Thursday, August 31, 2006

Securing the Middle East with a Nuclear Iran?

First the introduction:
Even as the United States, the EU and others work to stop it, Iran's acquisition of nuclear weapons seems inevitable. But is this such a bad outcome? In "Blueprint for Action," Thomas P.M. Barnett explores the security implications involved from a U.S. point of view of Iran acquiring nuclear weapons and why it may be the best thing for the United States and the wider Middle East.

There was a discussion on CSPAN from an author (don't remember the name) that his theory was that the world is safer because of Nuclear Proliferation and not less. He basically said that we should encourage nations to get nuclear weapons and not discourage.
Iran is not a source for, or a supporter of, the jihadist movement embodied by al Qaeda. As a Shiite state, its definition of “revolution” differs from that track altogether.

Yes we can say that Iran's Shiite state has different philosophies than al Qaeda but does that mean that they have different goals? Are they willing to join forces for a common desire? And do they always use different tactics? But have we not seen that Iran is willing to use the same tactics through Hezbollah and Hamas as well as the Shiites in Iraq?
Iran is a nation-state first and foremost, not some transnational religious-inspired movement.

So I must be fooling myself that the Mullahs have no power in Iran. They may not want to do the dirty work but this does not mean that they will not use proxies or recruits to spread their ideology. Iran has for decades wanted hegemony over the Arab countries. That is why Saddam actually had some support from other Arab nations in his fight with Iran.
Iran is not interested in overthrowing the West’s political and economic order, it just wants to receive its due place in those corridors of power.

Yes it wants respect. But respect does not come from acting like a child and secondly respect is earned not granted.
Often from what I see, it is authoritarian regimes want/desire respect. North Korea is much the same way. Lastly there is no "due place" for any nation. They just like members of a team must find their own place and this is hopefully with respect to others.
Quest for the bomb:
But even in its quest for the bomb, Tehran displays a calculated cynicism throughout, demonstrating all too well that it understands that nukes are for having, not for using.

EXTRACTED INFORMATION:
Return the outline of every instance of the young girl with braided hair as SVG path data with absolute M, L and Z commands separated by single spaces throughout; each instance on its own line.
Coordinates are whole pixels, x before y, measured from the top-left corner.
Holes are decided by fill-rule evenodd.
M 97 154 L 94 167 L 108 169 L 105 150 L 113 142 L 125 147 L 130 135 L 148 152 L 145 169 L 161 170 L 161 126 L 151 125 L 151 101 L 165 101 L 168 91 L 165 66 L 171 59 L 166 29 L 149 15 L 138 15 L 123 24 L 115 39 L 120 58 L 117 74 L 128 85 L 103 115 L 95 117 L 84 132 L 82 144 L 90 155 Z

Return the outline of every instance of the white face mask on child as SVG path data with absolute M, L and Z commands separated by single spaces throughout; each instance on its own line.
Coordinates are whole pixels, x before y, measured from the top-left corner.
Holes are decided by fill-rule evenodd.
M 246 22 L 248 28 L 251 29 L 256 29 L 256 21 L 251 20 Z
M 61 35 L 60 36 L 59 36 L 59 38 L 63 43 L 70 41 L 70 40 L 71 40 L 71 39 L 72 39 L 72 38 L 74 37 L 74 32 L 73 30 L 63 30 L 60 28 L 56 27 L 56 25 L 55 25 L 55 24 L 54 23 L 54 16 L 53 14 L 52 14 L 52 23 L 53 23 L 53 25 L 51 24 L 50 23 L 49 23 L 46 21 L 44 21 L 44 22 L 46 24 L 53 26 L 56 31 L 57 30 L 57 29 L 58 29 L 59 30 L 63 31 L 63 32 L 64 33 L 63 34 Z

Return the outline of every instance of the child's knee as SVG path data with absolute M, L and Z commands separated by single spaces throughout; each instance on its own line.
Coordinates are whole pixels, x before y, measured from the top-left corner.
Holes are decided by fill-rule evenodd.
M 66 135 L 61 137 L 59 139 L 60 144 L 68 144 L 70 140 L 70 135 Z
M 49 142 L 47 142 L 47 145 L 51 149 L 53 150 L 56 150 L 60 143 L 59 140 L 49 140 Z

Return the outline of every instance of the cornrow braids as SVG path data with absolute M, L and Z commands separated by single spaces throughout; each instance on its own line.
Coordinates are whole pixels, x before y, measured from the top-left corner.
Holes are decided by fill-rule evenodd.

TASKS FOR THIS EXERCISE:
a - Repeat, word for word, the part of the blog post about a nuclear Iran that opens with the words containing "So I must be" and closes with "corridors of power.".
b - In the blog post about a nuclear Iran, which other country does the writer say is much the same way as authoritarian regimes that desire respect?
c - Take the blog post about a nuclear Iran further, picking up after its final sentence.

FINAL ANSWERS:
a -
So I must be fooling myself that the Mullahs have no power in Iran. They may not want to do the dirty work but this does not mean that they will not use proxies or recruits to spread their ideology. Iran has for decades wanted hegemony over the Arab countries. That is why Saddam actually had some support from other Arab nations in his fight with Iran.
Iran is not interested in overthrowing the West’s political and economic order, it just wants to receive its due place in those corridors of power.

b - North Korea

c -
Iran will get the bomb, no matter how the United States or its allies seek to prevent that outcome. Tehran was the regional power most pleased by seeing both the Taliban and Saddam deposed.

Yes that is a rational understanding but there has been enough indications that Israel may be a target even if it is not with use of the nuclear bomb. It may just send over a missile as an act of terrorism-even if it is just dude.
So if Tehran is going to get the bomb no matter what, the question shifts from “What can the United States do to prevent it?” to “What does the United States get out of it?”

That is a logical question. But what did we get from China, Pakistan or North Korea? This still has not convinced me that prevention from them making a bomb is not worth it.
Iran is the one country in the region where it’s the rulers who hate the United States and the public that loves us

I can agree with this statement, from my reading and from people I have met.
Why? Because a huge hang-up in the Palestinian-Israeli struggle has been the Muslim world’s sense of military inferiority, which was first proven in a series of wars across the latter half of the twentieth century and which remains codified in the popular imagination by Israel’s possession of both the bomb and a nuclear superpower sponsor willing to wage war on its behalf — two things the Middle East’s Muslim states have always lacked.

Some how they managed to not feel inferior when the wars broke out in 1948 and 1967. With five armies and Israel's back to the sea, they could not "win". So whose fault is that? Saddam effectively destroyed his and Iran's war making ability for some time. It also seems that Barnett has little memory of history. Many of the Arab states had the backing of Russia and presently China is getting into the picture. So yes they had the backing of a superpower with the bomb. And from an editorial from Kuwait: Arabs Must 'Accept Defeat' in Lebanon
. Which is basically saying just get over it. Spend your energy on something more productive than hate.
Security through nuclear equality?
Iran’s possession of nuclear weapons levels that playing field in a proximate sense, by finally allowing the Muslim Middle East to sit one player at the negotiating table as Israel’s nuclear equal. This is not just opportune, it is crucial.

But as I mentioned earlier not too many people in Arab States would like that idea. This then would quickly result in Saudi Arabia aquiring the Bomb. Which is rumoured to take around 6 months if they wanted it. Turkey which has already had nuclear weapons on its soil before Cuba did. Would we want a dozen countries having the Bomb? If one went off (accidentally or on purpose), can you imagine what the world would go through?
Would Iran give terrorists the bomb? Only if terrorists could get Iran something that it could not otherwise achieve directly with the West.

So we are going to trust the Mullahs? We are also to assume that terrorists will never have something to offer. Iran can already achieve anything it wants from the West. It does not need to blackmail the world.
In which scenario do you think Tehran might risk it all by sponsoring a terrorist WMD strike against Israel or the West — when it has something to lose or nothing to lose? If America wants Iran to act responsibly in the region, it needs to give Iran some responsibility for regional security.

But why should we risk those scenarios to start with? That's it maybe others (including Arabs, Israelis, etc) do not want Iran to have hegemony over the Arab States. I don't see Iran being responsible on many levels so no why give them more responsibility?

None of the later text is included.